### JOB 1
Render this sentence from the liturgical readings into Spanish: "For the word of the Lord is faithful, and all his works to be trusted."
### JOB 2
Carry on the liturgical readings from their final line.

### SELECTED TEXT
--------------------

The word of the Lord.


RESPONSORIAL PSALM Psalm 33 :2-3.4-5. 12 and 22 (R. 12b)
R/. Blessed the people the Lord has chosen as his heritage.

Give thanks to the Lord upon the harp;
with a ten-stringed lute sing him songs.
O sing him a song that is new;
play skilfully, with shouts of joy. R.

For the word of the Lord is faithful,
and all his works to be trusted.
The Lord loves justice and right,
and his merciful love fills the earth. R.

Blessed the nation whose God is the Lord,
the people he has chosen as his heritage.
May your merciful love be upon us,
as we hope in you, O Lord. R.

ALLELUIA  John 6:63c.68c
Alleluia. Your words, Lord, are Spirit and life; you have the words of eternal life. Alleluia.

GOSPEL         
“We piped to you, and you did not dance, we wailed, and you did not weep.”
A reading from the holy Gospel according to Luke (Luke 7:31-35)

--------------------

### RAW RECORDS
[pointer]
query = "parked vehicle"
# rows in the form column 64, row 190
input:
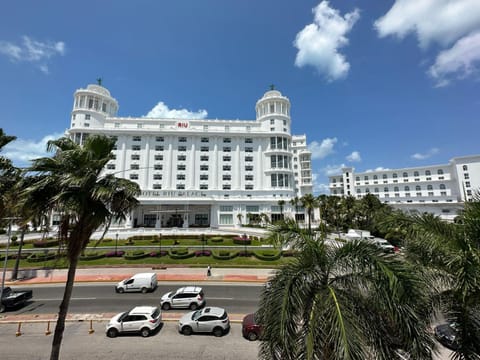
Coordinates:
column 13, row 298
column 446, row 334
column 141, row 319
column 143, row 282
column 188, row 297
column 251, row 329
column 208, row 320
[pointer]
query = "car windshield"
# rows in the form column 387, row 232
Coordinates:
column 196, row 314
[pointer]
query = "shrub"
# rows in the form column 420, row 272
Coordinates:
column 268, row 255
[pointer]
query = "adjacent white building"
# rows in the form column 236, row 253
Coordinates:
column 201, row 172
column 438, row 189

--------------------

### TASK RESPONSE 1
Porque la palabra del Señor es fiel, y todas sus obras son dignas de confianza.

### TASK RESPONSE 2
At that time: Jesus said, “To what then shall I compare the men of this generation, and what are they like? They are like children sitting in the market place and calling to one another, ‘We piped to you, and you did not dance; we wailed, and you did not weep.’ For John the Baptist has come eating no bread and drinking no wine; and you say, ‘He has a demon.’ The Son of man has come eating and drinking; and you say, ‘Behold, a glutton and a drunkard, a friend of tax collectors and sinners! Yet wisdom is justified by all her children.”

The Gospel of the Lord.

Today’s Reflection
Jesus looks at his generation and calls it a childish generation. They have become depraved and perverse. They reject that which is sane and good and embrace that which is evil. They call evil good and tag good evil. They spurn God’s love and become obstinate in their rejection of God’s goodness. John came and lived an austere life, they named him a mad eccentric and put his head on a platter of gold. Jesus came, ate, drank and socialized, and they tagged him a drunkard and dragged him to a cross. Our generation seems similar to that of Jesus in its childishness. We complain of lack of time but we waste time gossiping. We pray for the fruit of the womb and also fight for the right to abort. We cry to God for protection and we reject his laws about the use of freedom. The words of Saint Paul should stir us: “When I was a child I spoke like a child and reasoned like a child but now that I am old, I leave my childish ways.”